# Work request 1
Repeat the kitchari passage word for word, from "The vegetables you" to "food ever since!".
# Work request 2
Write what comes next in the kitchari passage, starting right after its last sentence.

==== Text ====

The vegetables you select should really be aligned with your specific dosha, but carrots, celery and courgette are pretty good for all, so that is generally what I stick to as a base so its suits both of us. In this particular recipe I added in a few mushrooms, which is actually a total no no from an Ayurvedic point of view, but has brilliant anti cancer properties so sometimes I make exceptions.
Ayurveda has been a constant for me for a while and after seeing a Ayurvedic practitioner it was suggested that I do a Kitchari cleanse (amongst many other things) regularly, to help soothe my digestive issues (that I had pre-cancer days) and it has become my go to comfort food ever since!
To do a kitchari cleanse, you essentially eat kicthari for each meal, or as part of your meals for a whole day or two. Following the recipe below, I had added some serving suggestions for each meal of the day so it doesn’t get boring.

==== Data section ====

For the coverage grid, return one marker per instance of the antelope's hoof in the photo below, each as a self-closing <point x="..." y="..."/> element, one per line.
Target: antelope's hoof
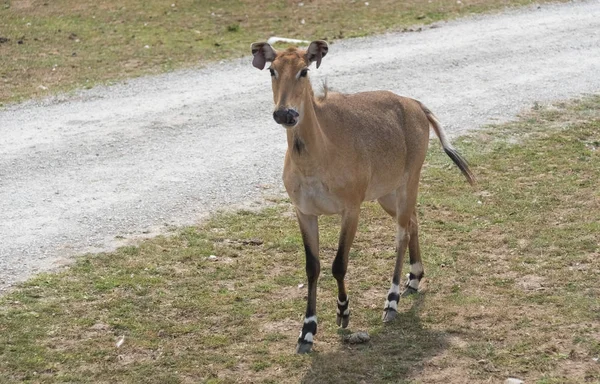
<point x="389" y="314"/>
<point x="342" y="321"/>
<point x="409" y="291"/>
<point x="303" y="347"/>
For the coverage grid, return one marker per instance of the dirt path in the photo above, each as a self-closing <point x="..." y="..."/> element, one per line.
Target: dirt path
<point x="130" y="160"/>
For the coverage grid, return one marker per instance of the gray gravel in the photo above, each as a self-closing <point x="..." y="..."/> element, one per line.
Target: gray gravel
<point x="131" y="159"/>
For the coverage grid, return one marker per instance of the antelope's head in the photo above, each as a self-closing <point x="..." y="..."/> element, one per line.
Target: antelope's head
<point x="289" y="77"/>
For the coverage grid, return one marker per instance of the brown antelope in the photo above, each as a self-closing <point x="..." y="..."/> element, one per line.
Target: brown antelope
<point x="343" y="150"/>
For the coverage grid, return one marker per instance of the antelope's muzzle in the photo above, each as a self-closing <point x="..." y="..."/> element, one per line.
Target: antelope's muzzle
<point x="287" y="117"/>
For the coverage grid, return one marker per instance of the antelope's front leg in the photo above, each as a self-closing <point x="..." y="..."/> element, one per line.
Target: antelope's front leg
<point x="309" y="227"/>
<point x="340" y="264"/>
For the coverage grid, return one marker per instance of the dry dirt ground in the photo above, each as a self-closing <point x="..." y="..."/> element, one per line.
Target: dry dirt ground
<point x="89" y="171"/>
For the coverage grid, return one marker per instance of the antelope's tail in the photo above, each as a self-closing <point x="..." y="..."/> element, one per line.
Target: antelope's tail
<point x="460" y="162"/>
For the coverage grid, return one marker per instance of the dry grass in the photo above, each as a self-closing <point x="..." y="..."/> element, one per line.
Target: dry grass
<point x="512" y="287"/>
<point x="52" y="46"/>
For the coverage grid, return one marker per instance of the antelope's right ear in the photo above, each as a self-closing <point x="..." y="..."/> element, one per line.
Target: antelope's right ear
<point x="262" y="53"/>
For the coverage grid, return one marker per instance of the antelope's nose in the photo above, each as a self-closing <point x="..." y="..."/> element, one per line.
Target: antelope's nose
<point x="286" y="116"/>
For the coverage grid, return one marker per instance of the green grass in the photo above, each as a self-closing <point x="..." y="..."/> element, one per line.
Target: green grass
<point x="512" y="286"/>
<point x="60" y="45"/>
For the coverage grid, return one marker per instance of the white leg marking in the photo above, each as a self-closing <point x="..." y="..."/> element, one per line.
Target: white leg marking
<point x="414" y="283"/>
<point x="391" y="304"/>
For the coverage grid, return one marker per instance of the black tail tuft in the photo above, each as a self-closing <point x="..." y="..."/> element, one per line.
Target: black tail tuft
<point x="461" y="163"/>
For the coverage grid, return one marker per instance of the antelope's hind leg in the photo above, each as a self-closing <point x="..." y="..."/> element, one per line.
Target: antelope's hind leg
<point x="406" y="237"/>
<point x="340" y="264"/>
<point x="309" y="227"/>
<point x="414" y="252"/>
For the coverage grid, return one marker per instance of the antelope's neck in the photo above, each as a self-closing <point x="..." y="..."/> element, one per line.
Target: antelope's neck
<point x="306" y="140"/>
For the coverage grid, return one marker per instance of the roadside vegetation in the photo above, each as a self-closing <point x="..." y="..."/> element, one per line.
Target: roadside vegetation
<point x="54" y="46"/>
<point x="511" y="289"/>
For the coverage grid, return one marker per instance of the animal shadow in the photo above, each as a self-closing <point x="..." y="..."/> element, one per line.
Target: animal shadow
<point x="394" y="355"/>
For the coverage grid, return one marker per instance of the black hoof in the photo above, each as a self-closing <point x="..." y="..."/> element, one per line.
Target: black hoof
<point x="342" y="321"/>
<point x="303" y="347"/>
<point x="389" y="314"/>
<point x="409" y="291"/>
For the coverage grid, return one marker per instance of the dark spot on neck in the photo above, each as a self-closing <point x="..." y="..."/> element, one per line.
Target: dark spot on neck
<point x="298" y="145"/>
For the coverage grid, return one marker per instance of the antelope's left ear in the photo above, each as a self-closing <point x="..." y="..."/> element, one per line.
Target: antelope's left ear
<point x="262" y="53"/>
<point x="316" y="51"/>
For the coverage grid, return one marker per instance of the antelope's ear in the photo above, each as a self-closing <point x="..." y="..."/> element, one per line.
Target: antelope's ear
<point x="262" y="53"/>
<point x="316" y="51"/>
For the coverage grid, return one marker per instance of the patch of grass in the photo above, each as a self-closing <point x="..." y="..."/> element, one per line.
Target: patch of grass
<point x="54" y="46"/>
<point x="512" y="284"/>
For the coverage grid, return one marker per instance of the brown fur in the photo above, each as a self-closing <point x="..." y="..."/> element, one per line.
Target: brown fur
<point x="346" y="149"/>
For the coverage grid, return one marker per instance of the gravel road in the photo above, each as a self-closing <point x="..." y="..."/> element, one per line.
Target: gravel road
<point x="77" y="173"/>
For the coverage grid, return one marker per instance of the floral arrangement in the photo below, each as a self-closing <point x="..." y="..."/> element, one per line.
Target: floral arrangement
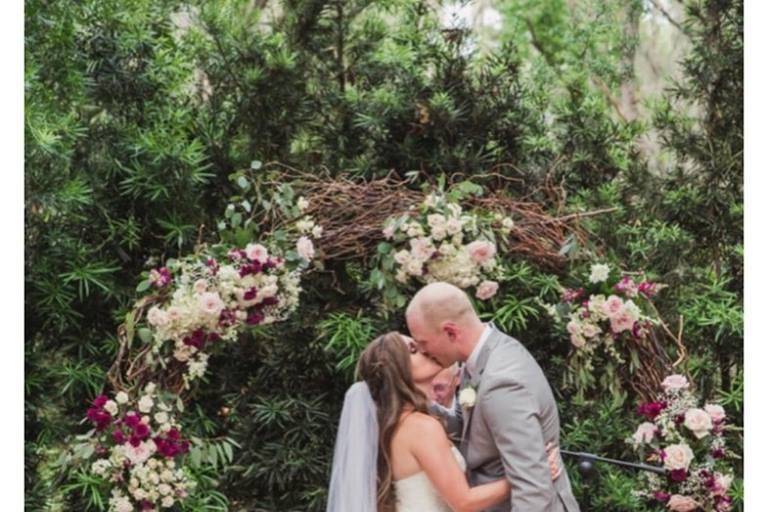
<point x="209" y="299"/>
<point x="136" y="443"/>
<point x="440" y="242"/>
<point x="605" y="310"/>
<point x="689" y="441"/>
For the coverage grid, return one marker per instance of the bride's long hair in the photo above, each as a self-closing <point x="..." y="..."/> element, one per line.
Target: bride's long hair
<point x="385" y="365"/>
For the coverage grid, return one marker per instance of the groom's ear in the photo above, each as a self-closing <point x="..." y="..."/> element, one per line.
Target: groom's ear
<point x="451" y="330"/>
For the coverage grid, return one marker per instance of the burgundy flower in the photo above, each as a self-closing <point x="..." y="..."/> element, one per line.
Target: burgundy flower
<point x="141" y="431"/>
<point x="250" y="294"/>
<point x="227" y="317"/>
<point x="255" y="317"/>
<point x="118" y="436"/>
<point x="647" y="288"/>
<point x="236" y="254"/>
<point x="132" y="419"/>
<point x="651" y="409"/>
<point x="100" y="400"/>
<point x="678" y="475"/>
<point x="160" y="277"/>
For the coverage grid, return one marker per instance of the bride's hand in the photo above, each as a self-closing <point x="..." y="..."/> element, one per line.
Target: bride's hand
<point x="553" y="455"/>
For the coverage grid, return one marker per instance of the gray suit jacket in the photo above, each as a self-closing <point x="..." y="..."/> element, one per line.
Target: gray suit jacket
<point x="505" y="433"/>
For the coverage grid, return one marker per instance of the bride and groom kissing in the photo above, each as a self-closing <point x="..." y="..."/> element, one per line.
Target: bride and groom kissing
<point x="394" y="451"/>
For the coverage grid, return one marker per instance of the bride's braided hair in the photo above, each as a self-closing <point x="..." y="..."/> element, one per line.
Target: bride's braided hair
<point x="385" y="365"/>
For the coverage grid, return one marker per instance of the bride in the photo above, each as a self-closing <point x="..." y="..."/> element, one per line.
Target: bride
<point x="391" y="454"/>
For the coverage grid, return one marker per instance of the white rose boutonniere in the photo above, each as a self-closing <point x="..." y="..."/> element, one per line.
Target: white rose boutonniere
<point x="467" y="397"/>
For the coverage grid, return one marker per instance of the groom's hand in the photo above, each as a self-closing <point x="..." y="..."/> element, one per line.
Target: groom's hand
<point x="553" y="455"/>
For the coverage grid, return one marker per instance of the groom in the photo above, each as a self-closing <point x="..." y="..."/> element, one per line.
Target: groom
<point x="511" y="416"/>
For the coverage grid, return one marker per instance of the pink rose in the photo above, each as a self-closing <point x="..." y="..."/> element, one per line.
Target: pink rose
<point x="211" y="304"/>
<point x="481" y="251"/>
<point x="486" y="290"/>
<point x="645" y="433"/>
<point x="675" y="382"/>
<point x="698" y="422"/>
<point x="305" y="248"/>
<point x="622" y="322"/>
<point x="678" y="503"/>
<point x="716" y="412"/>
<point x="256" y="252"/>
<point x="612" y="306"/>
<point x="577" y="340"/>
<point x="677" y="456"/>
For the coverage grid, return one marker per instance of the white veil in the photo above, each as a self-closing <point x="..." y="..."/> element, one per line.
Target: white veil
<point x="353" y="477"/>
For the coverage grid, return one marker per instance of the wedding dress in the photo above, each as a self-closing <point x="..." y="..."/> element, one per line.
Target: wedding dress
<point x="417" y="494"/>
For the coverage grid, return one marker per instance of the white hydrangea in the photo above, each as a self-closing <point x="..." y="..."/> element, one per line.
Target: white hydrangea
<point x="146" y="403"/>
<point x="599" y="273"/>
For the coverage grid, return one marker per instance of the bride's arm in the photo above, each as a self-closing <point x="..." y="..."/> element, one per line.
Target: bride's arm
<point x="433" y="451"/>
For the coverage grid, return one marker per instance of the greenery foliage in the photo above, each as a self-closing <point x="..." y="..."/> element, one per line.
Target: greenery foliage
<point x="141" y="116"/>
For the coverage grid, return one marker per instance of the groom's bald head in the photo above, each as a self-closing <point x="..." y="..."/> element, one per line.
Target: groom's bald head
<point x="443" y="322"/>
<point x="437" y="302"/>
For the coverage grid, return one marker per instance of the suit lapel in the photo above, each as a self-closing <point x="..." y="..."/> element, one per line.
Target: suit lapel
<point x="482" y="361"/>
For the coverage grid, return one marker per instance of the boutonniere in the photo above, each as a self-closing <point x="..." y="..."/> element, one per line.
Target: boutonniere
<point x="467" y="397"/>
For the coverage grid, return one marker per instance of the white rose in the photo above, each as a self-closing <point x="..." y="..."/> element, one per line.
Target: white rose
<point x="698" y="422"/>
<point x="675" y="382"/>
<point x="481" y="251"/>
<point x="211" y="304"/>
<point x="256" y="252"/>
<point x="716" y="412"/>
<point x="305" y="248"/>
<point x="678" y="456"/>
<point x="111" y="407"/>
<point x="467" y="397"/>
<point x="599" y="273"/>
<point x="645" y="433"/>
<point x="453" y="226"/>
<point x="146" y="403"/>
<point x="486" y="290"/>
<point x="402" y="257"/>
<point x="200" y="286"/>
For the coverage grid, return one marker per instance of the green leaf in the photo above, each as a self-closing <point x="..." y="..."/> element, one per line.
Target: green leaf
<point x="145" y="334"/>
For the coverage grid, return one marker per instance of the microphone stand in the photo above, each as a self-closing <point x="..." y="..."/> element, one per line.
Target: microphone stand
<point x="587" y="460"/>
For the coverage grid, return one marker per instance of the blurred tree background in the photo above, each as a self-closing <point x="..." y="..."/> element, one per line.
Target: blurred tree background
<point x="139" y="111"/>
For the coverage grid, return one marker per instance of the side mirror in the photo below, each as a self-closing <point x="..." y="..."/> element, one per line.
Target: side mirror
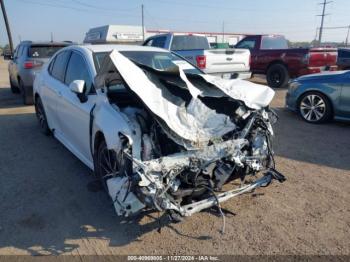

====

# Exercise answer 1
The vegetables you select should really be aligned with your specific dosha, but carrots, celery and courgette are pretty good for all, so that is generally what I stick to as a base so its suits both of us. In this particular recipe I added in a few mushrooms, which is actually a total no no from an Ayurvedic point of view, but has brilliant anti cancer properties so sometimes I make exceptions.
Ayurveda has been a constant for me for a while and after seeing a Ayurvedic practitioner it was suggested that I do a Kitchari cleanse (amongst many other things) regularly, to help soothe my digestive issues (that I had pre-cancer days) and it has become my go to comfort food ever since!

# Exercise answer 2
It may seem like the shopping list is a bit extensive but honestly it is worth the investment of these spices. They’re really useful spices for loads of other dishes, but overall they the cost per dish works out pretty cheap.
RECIPE ≫ ≫ ≫ ≫ ≫ ≫
Serves: 4 – but you can add more veg if you want to stretch it further, or even more water to make it more soup like.
Cook Time: 1 hour including prep
200g Yellow Mung Dal (or use Mung beans that need to be soaked overnight)
100g basmati rice (it is thought that white is best as its easier to digest but I use brown as it is a wholegrain. Rice can also be swapped with Quinoa, or you could do 50g of each.)
2 tbsp coconut oil
4-5 cups of water
1 inch fresh ginger grated (or replace with tsp of ground ginger if do not have)
1/2 inch fresh turmeric (or add more powder if do not have)
2 tsp Cumin seeds
1 1/2 tsp Black mustard seeds
1 tsp Fennel seeds
1/2 tsp Fenugreek seeds
3 Split Cardamom pods
2 tsp Turmeric powder
1 1/2 tsp Coriander powder
1 tsp Cumin powder
1 tsp Black pepper
Pinch of salt
Pinch of asafoetida
Chosen vegetables >
2 sticks of celery
(peas, sweet potato, squash are all good choices too)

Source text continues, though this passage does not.